To do:
Find the line that contains "# test: pointer drops one pin on the fallen". Then set down that line and all the lines after it, to the end of the records, exactly and with nothing added.

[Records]
━━━━━━━━━━━━━━━━

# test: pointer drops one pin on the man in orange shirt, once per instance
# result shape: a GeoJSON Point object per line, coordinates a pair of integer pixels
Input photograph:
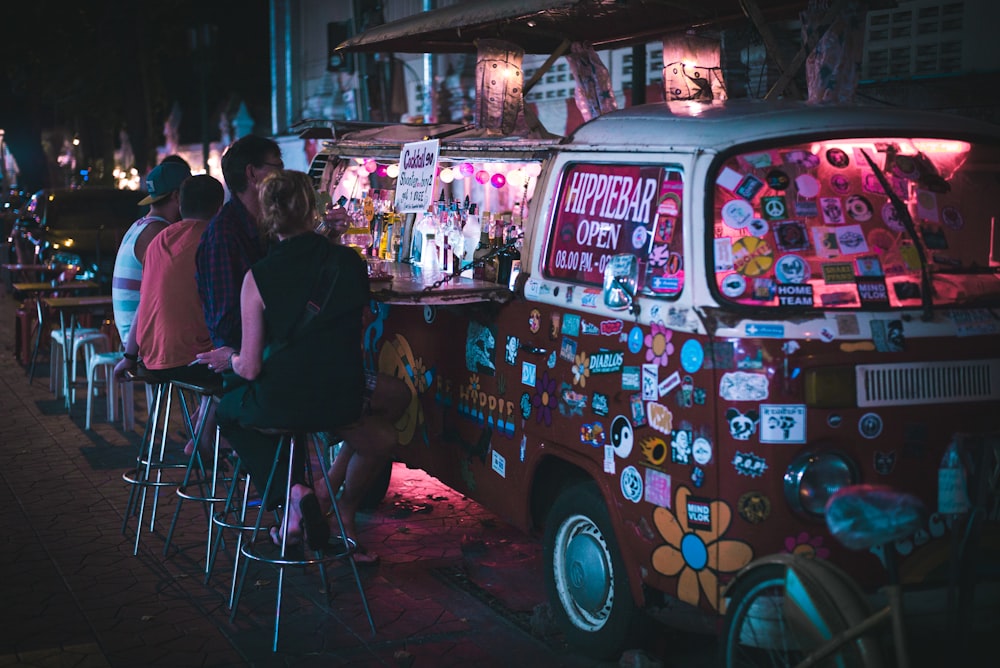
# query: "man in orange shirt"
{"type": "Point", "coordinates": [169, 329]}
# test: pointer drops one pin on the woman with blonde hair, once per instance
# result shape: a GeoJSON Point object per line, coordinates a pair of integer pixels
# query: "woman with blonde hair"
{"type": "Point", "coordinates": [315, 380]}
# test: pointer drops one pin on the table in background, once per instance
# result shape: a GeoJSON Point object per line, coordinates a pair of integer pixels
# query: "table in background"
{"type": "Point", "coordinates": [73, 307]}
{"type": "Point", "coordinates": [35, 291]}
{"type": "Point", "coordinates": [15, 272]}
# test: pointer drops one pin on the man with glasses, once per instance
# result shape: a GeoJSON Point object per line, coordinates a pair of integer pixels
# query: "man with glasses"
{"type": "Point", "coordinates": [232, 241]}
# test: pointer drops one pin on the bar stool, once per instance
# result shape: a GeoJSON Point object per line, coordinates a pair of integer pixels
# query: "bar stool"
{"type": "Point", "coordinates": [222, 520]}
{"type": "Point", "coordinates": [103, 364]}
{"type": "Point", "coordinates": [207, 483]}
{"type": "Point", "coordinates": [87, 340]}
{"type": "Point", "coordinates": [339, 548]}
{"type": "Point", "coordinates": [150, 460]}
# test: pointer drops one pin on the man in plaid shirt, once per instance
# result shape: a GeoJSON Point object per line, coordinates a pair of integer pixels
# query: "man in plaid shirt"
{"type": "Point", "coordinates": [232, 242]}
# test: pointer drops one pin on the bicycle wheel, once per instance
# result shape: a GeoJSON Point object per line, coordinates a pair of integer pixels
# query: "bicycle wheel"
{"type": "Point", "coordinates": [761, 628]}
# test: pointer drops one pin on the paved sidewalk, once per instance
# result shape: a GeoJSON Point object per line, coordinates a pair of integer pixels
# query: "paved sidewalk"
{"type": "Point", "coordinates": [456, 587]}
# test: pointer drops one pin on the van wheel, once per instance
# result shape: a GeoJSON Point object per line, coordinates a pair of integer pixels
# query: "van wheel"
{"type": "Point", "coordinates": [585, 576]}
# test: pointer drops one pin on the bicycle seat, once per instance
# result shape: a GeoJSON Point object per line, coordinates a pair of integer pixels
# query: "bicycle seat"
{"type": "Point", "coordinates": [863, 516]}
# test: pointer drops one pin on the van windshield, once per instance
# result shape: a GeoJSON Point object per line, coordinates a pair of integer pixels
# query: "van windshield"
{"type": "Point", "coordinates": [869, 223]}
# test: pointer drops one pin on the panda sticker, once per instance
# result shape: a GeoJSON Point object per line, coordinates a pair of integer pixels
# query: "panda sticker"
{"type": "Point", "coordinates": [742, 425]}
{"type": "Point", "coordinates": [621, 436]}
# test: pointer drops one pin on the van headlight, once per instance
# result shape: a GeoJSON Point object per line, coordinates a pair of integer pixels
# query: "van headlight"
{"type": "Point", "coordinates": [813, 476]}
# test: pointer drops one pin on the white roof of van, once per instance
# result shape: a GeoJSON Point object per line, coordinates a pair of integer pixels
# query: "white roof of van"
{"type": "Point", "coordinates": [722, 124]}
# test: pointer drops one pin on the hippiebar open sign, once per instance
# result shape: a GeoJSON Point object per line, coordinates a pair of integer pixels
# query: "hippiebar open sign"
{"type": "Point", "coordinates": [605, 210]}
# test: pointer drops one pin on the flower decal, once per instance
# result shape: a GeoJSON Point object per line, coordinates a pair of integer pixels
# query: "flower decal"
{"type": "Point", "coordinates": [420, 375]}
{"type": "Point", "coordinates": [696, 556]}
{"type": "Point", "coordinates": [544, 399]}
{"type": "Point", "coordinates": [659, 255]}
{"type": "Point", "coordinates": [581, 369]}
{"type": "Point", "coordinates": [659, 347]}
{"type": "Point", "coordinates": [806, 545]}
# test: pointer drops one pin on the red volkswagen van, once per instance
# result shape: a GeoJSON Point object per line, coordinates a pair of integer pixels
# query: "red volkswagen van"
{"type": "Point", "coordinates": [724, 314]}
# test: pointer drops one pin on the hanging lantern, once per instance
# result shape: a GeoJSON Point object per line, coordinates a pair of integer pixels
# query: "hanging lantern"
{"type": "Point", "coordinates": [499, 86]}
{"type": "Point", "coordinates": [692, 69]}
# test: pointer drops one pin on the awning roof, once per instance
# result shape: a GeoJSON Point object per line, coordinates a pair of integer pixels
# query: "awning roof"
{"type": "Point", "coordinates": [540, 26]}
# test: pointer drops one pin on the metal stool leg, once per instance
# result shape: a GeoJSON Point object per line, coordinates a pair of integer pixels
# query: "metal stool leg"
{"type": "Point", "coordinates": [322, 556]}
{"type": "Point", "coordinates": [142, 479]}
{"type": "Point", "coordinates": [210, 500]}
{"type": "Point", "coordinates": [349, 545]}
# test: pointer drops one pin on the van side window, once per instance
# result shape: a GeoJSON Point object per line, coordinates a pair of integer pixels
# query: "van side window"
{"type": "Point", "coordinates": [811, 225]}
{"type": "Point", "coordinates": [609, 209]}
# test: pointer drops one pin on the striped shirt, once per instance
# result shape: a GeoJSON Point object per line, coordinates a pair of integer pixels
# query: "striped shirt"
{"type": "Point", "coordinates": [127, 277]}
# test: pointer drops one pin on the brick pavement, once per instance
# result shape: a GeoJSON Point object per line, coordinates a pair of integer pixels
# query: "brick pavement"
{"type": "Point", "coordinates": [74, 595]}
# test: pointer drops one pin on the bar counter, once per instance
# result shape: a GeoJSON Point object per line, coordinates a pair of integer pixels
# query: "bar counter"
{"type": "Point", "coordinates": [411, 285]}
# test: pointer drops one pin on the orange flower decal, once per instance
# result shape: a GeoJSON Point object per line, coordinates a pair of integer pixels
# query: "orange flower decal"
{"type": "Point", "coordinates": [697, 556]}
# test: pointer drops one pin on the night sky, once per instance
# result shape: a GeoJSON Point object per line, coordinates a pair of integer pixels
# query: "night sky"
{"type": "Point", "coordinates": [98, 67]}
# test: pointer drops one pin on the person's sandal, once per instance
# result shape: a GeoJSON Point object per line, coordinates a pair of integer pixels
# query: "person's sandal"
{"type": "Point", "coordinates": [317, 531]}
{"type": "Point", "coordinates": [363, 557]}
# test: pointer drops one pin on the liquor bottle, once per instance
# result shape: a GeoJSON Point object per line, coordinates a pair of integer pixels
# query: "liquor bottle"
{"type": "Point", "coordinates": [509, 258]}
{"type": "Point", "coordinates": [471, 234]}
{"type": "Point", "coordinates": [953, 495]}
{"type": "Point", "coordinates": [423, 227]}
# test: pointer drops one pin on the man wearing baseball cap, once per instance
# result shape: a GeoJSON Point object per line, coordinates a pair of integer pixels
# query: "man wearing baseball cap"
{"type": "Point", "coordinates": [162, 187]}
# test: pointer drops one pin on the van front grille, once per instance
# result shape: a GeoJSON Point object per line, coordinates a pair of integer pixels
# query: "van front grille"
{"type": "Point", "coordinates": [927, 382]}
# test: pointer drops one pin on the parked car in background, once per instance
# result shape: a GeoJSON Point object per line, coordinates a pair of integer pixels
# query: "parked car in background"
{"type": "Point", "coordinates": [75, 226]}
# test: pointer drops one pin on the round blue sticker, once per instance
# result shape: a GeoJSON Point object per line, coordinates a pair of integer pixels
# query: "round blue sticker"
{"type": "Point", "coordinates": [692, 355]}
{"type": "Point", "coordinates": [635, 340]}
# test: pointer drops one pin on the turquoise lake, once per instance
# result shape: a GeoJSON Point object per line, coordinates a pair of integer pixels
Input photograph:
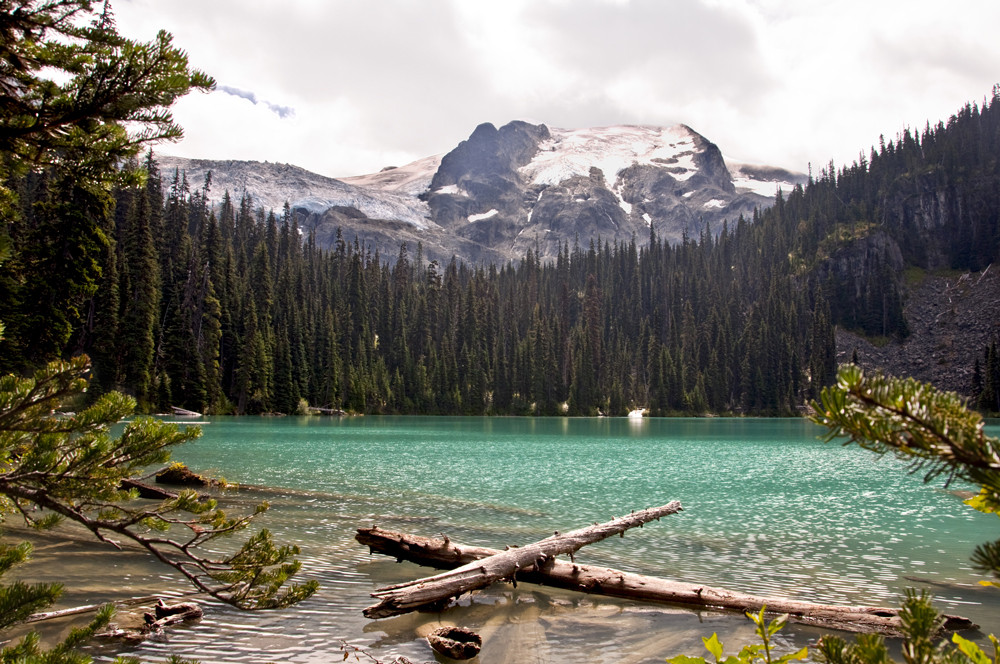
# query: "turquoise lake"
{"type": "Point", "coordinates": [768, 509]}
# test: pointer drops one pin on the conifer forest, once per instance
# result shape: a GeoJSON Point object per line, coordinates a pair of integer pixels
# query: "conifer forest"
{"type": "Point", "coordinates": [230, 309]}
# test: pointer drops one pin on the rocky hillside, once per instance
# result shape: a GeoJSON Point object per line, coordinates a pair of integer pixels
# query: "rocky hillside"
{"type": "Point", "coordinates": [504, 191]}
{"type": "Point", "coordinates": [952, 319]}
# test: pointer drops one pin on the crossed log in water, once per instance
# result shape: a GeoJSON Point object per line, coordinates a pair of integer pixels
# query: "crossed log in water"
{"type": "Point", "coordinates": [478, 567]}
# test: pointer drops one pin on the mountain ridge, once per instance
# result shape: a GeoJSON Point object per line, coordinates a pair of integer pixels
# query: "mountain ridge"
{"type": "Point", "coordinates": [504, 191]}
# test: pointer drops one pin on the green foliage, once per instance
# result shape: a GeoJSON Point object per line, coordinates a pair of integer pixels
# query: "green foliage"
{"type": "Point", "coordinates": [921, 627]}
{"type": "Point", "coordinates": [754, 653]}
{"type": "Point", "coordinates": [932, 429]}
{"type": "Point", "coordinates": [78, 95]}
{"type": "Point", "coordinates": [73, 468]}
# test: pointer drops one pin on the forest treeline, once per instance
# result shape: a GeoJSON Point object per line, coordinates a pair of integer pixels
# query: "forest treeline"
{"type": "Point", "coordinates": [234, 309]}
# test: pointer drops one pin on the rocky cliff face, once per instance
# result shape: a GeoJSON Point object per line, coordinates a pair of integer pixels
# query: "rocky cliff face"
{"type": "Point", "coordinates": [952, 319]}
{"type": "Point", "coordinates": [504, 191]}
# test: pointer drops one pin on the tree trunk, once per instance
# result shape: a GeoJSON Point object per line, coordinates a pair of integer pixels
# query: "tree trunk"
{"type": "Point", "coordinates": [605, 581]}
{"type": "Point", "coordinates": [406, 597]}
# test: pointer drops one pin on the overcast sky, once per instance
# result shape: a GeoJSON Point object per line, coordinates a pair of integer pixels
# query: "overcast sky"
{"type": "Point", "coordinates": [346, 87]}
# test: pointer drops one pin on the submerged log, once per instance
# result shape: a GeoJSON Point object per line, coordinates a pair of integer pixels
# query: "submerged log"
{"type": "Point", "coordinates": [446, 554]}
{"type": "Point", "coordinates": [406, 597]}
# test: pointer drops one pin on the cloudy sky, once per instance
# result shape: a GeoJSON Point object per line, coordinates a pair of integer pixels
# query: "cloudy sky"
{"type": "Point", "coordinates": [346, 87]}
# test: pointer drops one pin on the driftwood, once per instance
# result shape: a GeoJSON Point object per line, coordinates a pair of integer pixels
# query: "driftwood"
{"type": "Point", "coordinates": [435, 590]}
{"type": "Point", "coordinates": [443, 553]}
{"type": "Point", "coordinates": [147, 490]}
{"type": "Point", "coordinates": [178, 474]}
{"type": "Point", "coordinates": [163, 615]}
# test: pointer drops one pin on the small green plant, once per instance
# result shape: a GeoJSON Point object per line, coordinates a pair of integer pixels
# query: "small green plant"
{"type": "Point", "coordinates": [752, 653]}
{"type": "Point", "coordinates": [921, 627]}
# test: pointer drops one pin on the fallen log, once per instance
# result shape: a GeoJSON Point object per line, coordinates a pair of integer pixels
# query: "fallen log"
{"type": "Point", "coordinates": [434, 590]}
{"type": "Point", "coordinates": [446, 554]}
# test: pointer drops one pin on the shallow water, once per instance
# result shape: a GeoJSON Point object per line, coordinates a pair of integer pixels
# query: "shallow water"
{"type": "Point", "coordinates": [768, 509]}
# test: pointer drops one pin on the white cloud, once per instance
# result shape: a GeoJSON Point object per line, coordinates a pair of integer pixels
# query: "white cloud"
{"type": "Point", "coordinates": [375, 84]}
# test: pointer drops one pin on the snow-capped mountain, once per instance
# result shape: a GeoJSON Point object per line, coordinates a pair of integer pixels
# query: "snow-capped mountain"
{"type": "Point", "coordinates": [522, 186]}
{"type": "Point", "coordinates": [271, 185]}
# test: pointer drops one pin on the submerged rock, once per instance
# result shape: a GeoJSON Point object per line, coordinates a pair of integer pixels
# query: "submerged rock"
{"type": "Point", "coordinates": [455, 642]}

━━━━━━━━━━━━━━━━

Answer for the task:
# test: pointer drops one pin on the fallen log, once per instance
# result shape: a GeoJSON Point object per line, coordinates a pair of integer pixels
# query: "fallen log"
{"type": "Point", "coordinates": [434, 590]}
{"type": "Point", "coordinates": [446, 554]}
# test: pointer drops one pin on the shallow water, once per instance
# result shape: a GeoJSON Point object per line, coordinates a pair of integer pixels
# query: "shallow water"
{"type": "Point", "coordinates": [768, 509]}
# test: pointer drops one pin on the white cloud, once per instance
# result shape: a GeoJSON Point object per line, coordinates a pair of integer pixels
# query: "white cloud"
{"type": "Point", "coordinates": [375, 84]}
# test: pointer drops one pin on the snow-capped mountain, once per instance
# result shape: a GeoJSON Point object per line, coordinates a pair of integer pixels
# query: "snow-capped mountain"
{"type": "Point", "coordinates": [522, 186]}
{"type": "Point", "coordinates": [271, 185]}
# test: pointer drops one pin on the submerged rock, once per instance
# result shape: a GeoJSON Point object per line, coordinates a pair of integer pixels
# query: "submerged rock"
{"type": "Point", "coordinates": [455, 642]}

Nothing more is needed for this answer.